Posted in Television

“Westworld Pilot Review”

Note: Originally written in the fall of 2016

HBO’s new series raises profound and unsettling questions about humanity.

The pilot episode of HBO’s new series Westworld starts off with the spoken words: “Bring her back online.”

The first image is of a naked woman (Rachel Evan Wood) who sits limply in a chair, hidden by shadows. This is Dolores. She is perfectly still. Frozen. A fly crawls over her blank and glassy eyes.

This is not a human. This is an android.

“Have you ever questioned the nature of your reality?” an omnipresent voice off-screen asks.

We cut to Dolores lying in bed, slowly awakening as she narrates about how she chooses to see the beauty in the world. She follows her usual routine: she gets up, dresses, greets her father, then quickly stops by the nearby town where she runs in to Teddy (James Marsden), her secret lover. They hug, kiss, and ride off in to the sunset until their romantic interlude is disturbed by the sound of a gunshot. When she arrives home, Dolores is horrified to find that her parents have been murdered at the hands of a wanted fugitive. Another shot rings out and this time fugitive falls to the ground, dead. A lone gunman dressed in black approaches Dolores, but he is not her hero. This mysterious man, known as The Man in Black (played by a menacing Ed Harris) slaps Dolores across the face. They’ve met many times before, but she can’t seem to remember him. When Teddy tries to stop the familiar stranger from presumably raping his lover, the young man finds that the gunman is impervious to bullets. The Man in Black chuckles and taunts the two. “I want you to fight,” he says. Teddy tries once again to kill the dangerous man, but can’t. He is not the golden hero riding to the rescue. Instead he is quickly shot and falls to the ground, his last moments spent listening to Dolores’s painful screams.

And then we see Dolores lying in bed once more. Another day is dawning. No, it’s the exact same day as before, playing out in the exact same order beat for beat. You see, Dolores’s world is a simulation and she is merely a tourist attraction.

Westworld is the name of a park where visitors (or “guests” as they are called), can visit and interact with androids posing as characters from the Wild West. Dolores is just another android “host,” catered to the whims of the “guests” who use and often abuse her, especially Ed Harris, another “guest” who takes “the game” (as he calls it) way too seriously.

TASKS:
• A. Decide whether each statement below agrees with the Westworld pilot review, answering yes or no and quoting the words of the review that settle it. (i) The pilot opens with the spoken words "Bring her back online." (ii) Teddy manages to kill The Man in Black. (iii) Dolores remembers The Man in Black from their earlier meetings.
• B. According to the Westworld review, what are the visitors to the park called?
• C. Carry the Westworld pilot review forward from its last sentence.

DATA SEGMENT:
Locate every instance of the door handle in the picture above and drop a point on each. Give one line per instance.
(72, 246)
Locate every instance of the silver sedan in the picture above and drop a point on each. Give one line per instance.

ANSWERS IN ORDER:
• A.
(i) Yes: "The pilot episode of HBO’s new series Westworld starts off with the spoken words: “Bring her back online.”"
(ii) No: "Teddy tries once again to kill the dangerous man, but can’t."
(iii) No: "They’ve met many times before, but she can’t seem to remember him."

• B. They are called "guests."

• C.
For many years the simulation has gone off without a hitch. Until now, of course.

Several hundred “hosts” have been re-coded, which causes them to have new, nearly human-like movements. Soon the androids will become more and more lifelike, more than their creators and programmers could ever imagine. You see, there is a bug in their system, represented onscreen by the presence of a literal bug: a fly.

We are introduced to the staff of Westworld. There’s the programmer Bernard Lowe, Theresa Cullen, the operation’s leader that frequently clashes with Lowe, the English writer, Lee Sizemore, and the park’s director, Dr. Robert Ford (played by Anthony Hopkins). Ford used to be an artistic genius, but now he has fallen victim to his own creations. His beautiful androids are slowly turning in to a robotic form of Frankenstein’s Monster.

Ford reminds me of Jurassic Park’s John Hammond and that comes as no surprise given the fact that Michael Crichton, who wrote the script and novel Jurassic Park, also directed the film that Westworld is based off of. The original film, also named Westworld was released in 1973 and starred Yul Brynner as the Gunslinger, who is reimagined as Ed Harris’s character in the HBO series.

The pilot episode to HBO’s Westworld perfectly sets up both worlds—the real one and the fake on. Yet the androids seem much more life-like and are certainly more engaging to follow than the programmers and park employees.

The gorgeous cinematography is matched with brutal violence. One scene in particular stands out: there is a gunfight at a saloon with various characters cruelly riddled with bullets as a haunting instrumental version of The Rolling Stone’s “Paint it Black” plays in the background. Actors portraying the androids brilliantly capture the stunted movement and far away look of characters that aren’t quite human, while also making these inhuman characters sympathetic and likeable, despite the fact that they are indeed androids that do not truly feel any emotions. Or do they?

While watching the pilot, I couldn’t help but be reminded of popular first-person shooter games, which have drawn controversy. Westworld replaces video game characters with androids and somehow manages to draw an emotional response from the audience more than any video game ever could. Westworld makes us question what it means to be human, our treatment of others and even every-day objects, and our own ideas of humanity.

The series is off to an excellent start with this pilot and I for one cannot wait to watch the entire season in full. Perhaps this will be a worthy successor to HBO’s mega-hit Game of Thrones, which is slowly entering the homestretch. Westworld is an expertly crafted piece of television that will quickly draw viewers in to an uncomfortable world where fiction and reality start to cross in disturbing ways.

Posted in Television, Uncategorized

American Horror Story Delivers Scares, Shocks, and Talent

Context: This is a review and brief look at the FX original series American Horror Story. At the time this review was written only five seasons had been released, while the series is currently about to wrap its sixth season.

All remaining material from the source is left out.